> [Assigned task] The expected output is the first line of the data below and every line after it, up to and including the line containing "Target: white painted fingernail", each reproduced exactly.

> [Data supplied]
--

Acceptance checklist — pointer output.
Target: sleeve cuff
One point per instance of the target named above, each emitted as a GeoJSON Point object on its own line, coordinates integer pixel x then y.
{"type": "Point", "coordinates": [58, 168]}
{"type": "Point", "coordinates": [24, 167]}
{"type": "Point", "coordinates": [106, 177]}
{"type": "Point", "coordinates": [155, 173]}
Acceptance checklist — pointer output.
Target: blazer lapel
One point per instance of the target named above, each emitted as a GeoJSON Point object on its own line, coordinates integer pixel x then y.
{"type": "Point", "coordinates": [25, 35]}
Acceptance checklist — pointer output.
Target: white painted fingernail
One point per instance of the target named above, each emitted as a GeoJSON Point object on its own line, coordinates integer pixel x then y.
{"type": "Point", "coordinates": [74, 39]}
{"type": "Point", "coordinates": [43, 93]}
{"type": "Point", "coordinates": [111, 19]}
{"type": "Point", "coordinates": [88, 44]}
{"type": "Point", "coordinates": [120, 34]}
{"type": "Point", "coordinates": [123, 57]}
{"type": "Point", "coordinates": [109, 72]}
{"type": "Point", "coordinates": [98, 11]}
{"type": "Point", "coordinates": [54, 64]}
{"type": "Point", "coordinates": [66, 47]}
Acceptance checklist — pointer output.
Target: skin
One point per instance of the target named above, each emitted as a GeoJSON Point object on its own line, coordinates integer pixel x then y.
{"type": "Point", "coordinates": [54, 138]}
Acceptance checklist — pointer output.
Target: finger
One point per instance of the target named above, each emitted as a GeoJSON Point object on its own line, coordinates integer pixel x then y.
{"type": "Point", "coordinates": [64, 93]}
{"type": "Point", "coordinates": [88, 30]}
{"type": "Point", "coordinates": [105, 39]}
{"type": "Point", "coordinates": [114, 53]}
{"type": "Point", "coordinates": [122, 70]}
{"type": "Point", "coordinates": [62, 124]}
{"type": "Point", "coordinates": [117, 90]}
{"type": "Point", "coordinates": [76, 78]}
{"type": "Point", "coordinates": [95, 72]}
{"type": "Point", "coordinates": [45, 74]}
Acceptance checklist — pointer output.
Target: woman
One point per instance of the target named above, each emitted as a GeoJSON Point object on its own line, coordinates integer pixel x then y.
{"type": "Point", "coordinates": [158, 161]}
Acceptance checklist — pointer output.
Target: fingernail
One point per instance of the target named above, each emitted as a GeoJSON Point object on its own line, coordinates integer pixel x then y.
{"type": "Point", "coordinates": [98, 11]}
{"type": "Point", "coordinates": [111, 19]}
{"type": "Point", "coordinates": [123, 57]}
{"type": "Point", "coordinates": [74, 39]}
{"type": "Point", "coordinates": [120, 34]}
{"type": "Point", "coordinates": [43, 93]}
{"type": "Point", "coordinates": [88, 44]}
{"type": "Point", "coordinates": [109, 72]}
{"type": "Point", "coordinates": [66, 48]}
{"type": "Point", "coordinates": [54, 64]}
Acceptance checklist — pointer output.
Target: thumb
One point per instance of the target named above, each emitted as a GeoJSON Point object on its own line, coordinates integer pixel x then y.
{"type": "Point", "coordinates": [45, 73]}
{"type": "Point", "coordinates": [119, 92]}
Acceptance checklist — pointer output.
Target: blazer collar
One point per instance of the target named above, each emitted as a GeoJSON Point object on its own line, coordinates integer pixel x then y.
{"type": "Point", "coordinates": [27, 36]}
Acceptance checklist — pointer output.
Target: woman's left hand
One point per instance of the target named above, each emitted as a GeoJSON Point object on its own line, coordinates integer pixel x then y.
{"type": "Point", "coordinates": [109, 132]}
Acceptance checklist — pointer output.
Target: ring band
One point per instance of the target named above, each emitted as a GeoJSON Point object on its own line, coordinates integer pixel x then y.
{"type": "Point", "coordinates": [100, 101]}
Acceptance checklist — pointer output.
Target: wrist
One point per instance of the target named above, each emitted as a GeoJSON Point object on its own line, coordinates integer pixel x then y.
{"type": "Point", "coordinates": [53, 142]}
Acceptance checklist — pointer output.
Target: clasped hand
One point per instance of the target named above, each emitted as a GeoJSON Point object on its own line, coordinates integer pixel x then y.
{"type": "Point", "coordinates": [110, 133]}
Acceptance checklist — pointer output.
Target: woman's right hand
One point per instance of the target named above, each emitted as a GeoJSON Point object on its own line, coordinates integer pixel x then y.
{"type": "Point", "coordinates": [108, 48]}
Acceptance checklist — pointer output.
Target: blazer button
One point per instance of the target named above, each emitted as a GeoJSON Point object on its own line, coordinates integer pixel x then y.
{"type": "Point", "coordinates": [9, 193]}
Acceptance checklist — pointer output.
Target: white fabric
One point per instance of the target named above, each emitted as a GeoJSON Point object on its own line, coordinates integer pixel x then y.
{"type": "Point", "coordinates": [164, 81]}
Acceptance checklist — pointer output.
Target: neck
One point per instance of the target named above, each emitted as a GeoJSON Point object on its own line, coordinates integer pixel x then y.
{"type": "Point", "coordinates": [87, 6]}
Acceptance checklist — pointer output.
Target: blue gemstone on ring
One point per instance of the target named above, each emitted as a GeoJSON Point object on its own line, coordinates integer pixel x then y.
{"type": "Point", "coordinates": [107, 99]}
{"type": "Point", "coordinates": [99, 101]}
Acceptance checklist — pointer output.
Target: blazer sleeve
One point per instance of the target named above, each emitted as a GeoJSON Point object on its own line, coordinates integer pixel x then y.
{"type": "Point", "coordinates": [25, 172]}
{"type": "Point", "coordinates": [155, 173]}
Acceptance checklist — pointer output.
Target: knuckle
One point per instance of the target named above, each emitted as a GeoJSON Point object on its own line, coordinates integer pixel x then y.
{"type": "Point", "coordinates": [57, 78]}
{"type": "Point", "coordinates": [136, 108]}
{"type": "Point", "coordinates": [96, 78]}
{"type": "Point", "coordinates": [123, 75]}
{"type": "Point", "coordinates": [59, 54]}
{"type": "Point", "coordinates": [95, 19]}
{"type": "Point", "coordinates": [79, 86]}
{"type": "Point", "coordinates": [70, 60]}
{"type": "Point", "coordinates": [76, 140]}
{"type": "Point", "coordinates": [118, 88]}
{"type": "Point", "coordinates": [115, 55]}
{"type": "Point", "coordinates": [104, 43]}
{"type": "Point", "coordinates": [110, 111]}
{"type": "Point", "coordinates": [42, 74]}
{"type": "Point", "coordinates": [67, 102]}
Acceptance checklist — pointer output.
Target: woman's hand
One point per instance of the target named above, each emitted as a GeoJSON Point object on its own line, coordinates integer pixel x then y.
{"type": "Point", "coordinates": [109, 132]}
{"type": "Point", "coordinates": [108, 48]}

--

> [Written solution]
Acceptance checklist — pointer output.
Target: sleeve cuff
One point per instance of the target named above, each emitted as a GeoJSON Point object on its own line, coordinates integer pixel x then y.
{"type": "Point", "coordinates": [58, 168]}
{"type": "Point", "coordinates": [24, 167]}
{"type": "Point", "coordinates": [106, 177]}
{"type": "Point", "coordinates": [155, 173]}
Acceptance checklist — pointer output.
Target: blazer lapel
One point per instance of the target named above, each emitted as a GeoJSON Point object on its own line, coordinates integer pixel x then y.
{"type": "Point", "coordinates": [25, 35]}
Acceptance checklist — pointer output.
Target: white painted fingernail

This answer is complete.